── Records to process
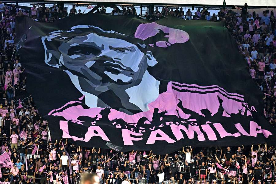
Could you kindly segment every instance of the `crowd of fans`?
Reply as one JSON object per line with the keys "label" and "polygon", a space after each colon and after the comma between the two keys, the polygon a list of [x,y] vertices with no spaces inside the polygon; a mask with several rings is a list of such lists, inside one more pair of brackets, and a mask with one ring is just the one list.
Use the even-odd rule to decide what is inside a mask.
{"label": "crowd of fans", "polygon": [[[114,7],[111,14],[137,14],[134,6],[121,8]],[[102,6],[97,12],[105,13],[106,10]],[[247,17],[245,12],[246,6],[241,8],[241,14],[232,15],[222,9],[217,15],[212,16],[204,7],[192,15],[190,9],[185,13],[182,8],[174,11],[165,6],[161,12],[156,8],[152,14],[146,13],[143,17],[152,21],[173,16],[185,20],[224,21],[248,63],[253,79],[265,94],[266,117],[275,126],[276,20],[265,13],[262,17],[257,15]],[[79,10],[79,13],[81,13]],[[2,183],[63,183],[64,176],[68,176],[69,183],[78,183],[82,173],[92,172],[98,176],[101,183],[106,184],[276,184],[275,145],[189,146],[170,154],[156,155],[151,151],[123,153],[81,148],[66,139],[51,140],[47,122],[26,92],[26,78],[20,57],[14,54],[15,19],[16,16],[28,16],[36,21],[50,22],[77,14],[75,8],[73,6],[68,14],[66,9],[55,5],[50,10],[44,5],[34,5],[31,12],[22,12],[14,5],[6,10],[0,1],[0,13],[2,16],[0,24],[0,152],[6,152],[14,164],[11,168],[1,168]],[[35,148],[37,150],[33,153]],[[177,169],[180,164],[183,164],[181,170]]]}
────
── Records to process
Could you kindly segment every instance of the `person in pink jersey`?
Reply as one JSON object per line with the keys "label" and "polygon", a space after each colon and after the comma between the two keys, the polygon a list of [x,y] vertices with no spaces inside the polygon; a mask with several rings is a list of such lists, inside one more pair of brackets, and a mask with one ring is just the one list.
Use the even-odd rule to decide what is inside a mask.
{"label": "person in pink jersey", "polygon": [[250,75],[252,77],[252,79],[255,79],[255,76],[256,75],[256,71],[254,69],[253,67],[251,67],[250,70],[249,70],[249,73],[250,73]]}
────
── Records to process
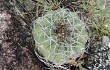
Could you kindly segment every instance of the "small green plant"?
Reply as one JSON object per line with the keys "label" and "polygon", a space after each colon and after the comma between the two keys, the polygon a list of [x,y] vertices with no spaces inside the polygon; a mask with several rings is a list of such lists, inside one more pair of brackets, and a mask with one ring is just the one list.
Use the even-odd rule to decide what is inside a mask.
────
* What is being asked: Please gather every line of the listing above that contains the word "pink", matching uppercase and lowercase exactly.

* Reply to the task:
Could you kindly segment every instance of the `person in pink jersey`?
{"label": "person in pink jersey", "polygon": [[250,75],[252,77],[252,79],[255,79],[255,76],[256,75],[256,71],[254,69],[253,67],[251,67],[250,70],[249,70],[249,73],[250,73]]}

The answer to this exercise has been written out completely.